(RECORDS PROVIDED begins)

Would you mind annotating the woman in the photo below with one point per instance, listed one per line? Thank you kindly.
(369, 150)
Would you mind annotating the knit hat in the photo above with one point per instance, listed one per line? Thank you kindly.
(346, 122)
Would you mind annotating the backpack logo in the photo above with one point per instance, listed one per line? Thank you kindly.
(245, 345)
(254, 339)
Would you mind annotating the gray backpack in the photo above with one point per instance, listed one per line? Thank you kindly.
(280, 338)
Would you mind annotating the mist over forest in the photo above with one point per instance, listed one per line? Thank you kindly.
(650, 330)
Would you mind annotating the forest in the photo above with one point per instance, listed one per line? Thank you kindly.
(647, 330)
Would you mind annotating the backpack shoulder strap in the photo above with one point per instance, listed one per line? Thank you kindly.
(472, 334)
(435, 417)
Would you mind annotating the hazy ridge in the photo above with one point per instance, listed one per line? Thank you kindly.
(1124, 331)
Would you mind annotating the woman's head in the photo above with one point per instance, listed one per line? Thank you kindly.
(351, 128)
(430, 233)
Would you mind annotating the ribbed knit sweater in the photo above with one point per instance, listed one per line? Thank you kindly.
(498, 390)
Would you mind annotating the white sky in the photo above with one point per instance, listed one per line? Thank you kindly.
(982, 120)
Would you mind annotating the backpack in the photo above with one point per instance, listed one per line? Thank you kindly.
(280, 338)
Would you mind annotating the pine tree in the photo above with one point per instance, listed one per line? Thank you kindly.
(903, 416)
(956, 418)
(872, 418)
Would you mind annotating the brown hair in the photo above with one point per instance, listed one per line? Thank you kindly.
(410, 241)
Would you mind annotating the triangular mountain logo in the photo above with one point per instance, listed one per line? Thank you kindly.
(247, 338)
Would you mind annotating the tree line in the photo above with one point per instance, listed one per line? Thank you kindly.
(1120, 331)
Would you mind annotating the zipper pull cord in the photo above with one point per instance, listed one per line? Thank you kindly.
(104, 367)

(RECORDS PROVIDED ends)

- **TASK OBJECTIVE**
Your task is to extract all of the records exactly.

- **RESPONSE BELOW**
Would you mind annotating the woman in the photo below with one point per instance, listed one per line? Thank you kindly.
(369, 150)
Would you mind annotating the knit hat in the photo above with one point per instance, listed one per line? Thank you kindly.
(346, 122)
Would you mind annotating the backpack logo in the photo above with one point per instance, listed one per line? Thank you kindly.
(245, 345)
(254, 339)
Would you mind annotating the gray backpack in the photo above with one point per instance, listed one per line? Thank you kindly.
(280, 338)
Would you mind annotating the mist over forest in the photo above with one point per instance, listed one per line? Thank you kindly.
(650, 330)
Would you mind annotating the forest in the photo above with one point per instance, listed one per line? Thank you kindly.
(647, 330)
Would you mind annotating the backpack shoulder strap in the photo above with one point per instance, listed one per line? Thank you kindly.
(472, 334)
(435, 417)
Would you mind annotating the hazy ridge in the photo above with one point per instance, listed one per line? Thank you kindly.
(1124, 331)
Would you mind annotating the woman's head in the photo above with one point per instance, listed one per line? Thank you kindly.
(351, 128)
(430, 233)
Would you mind annotating the ribbed knit sweater in the photo above with one point per instance, listed one per line? Thank you kindly.
(498, 390)
Would you mind annotating the white sky in the photo above with one point per instance, listed one per line? Thank you kindly.
(982, 120)
Would you mind annotating the backpack in the photo above with one point per instance, listed one per line? Thank you kindly.
(280, 338)
Would you mind annotating the pine tree in the photo above with one point per instance, listed one per line? Thank you kindly.
(903, 416)
(956, 418)
(872, 418)
Would you mind annotating the brown hair in the photo above with one point per instance, listed one per line? Thank you kindly.
(410, 241)
Would you mind annotating the triangular mountain logo in the photo above with one point per instance, listed one per line? Thank you kindly.
(247, 338)
Would you mind annotating the tree line in the photo above with one point per instance, listed one per line? Thank you kindly.
(1120, 331)
Would you mind annotating the zipper pull cord in the photo above with one point per instance, listed one per line? Thank you kindly.
(104, 367)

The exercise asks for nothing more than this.